• Work to be completed:
Please copy out all the data. Every detail stays the same.

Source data
************

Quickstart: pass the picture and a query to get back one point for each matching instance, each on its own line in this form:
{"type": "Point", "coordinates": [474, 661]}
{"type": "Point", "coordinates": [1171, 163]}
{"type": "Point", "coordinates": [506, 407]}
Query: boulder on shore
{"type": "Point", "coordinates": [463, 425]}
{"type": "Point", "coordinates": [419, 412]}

************

• Task solution:
Quickstart: pass the picture and a query to get back one point for each matching instance, each on its own line in this form:
{"type": "Point", "coordinates": [474, 661]}
{"type": "Point", "coordinates": [1171, 163]}
{"type": "Point", "coordinates": [506, 407]}
Query: boulder on shore
{"type": "Point", "coordinates": [463, 425]}
{"type": "Point", "coordinates": [419, 412]}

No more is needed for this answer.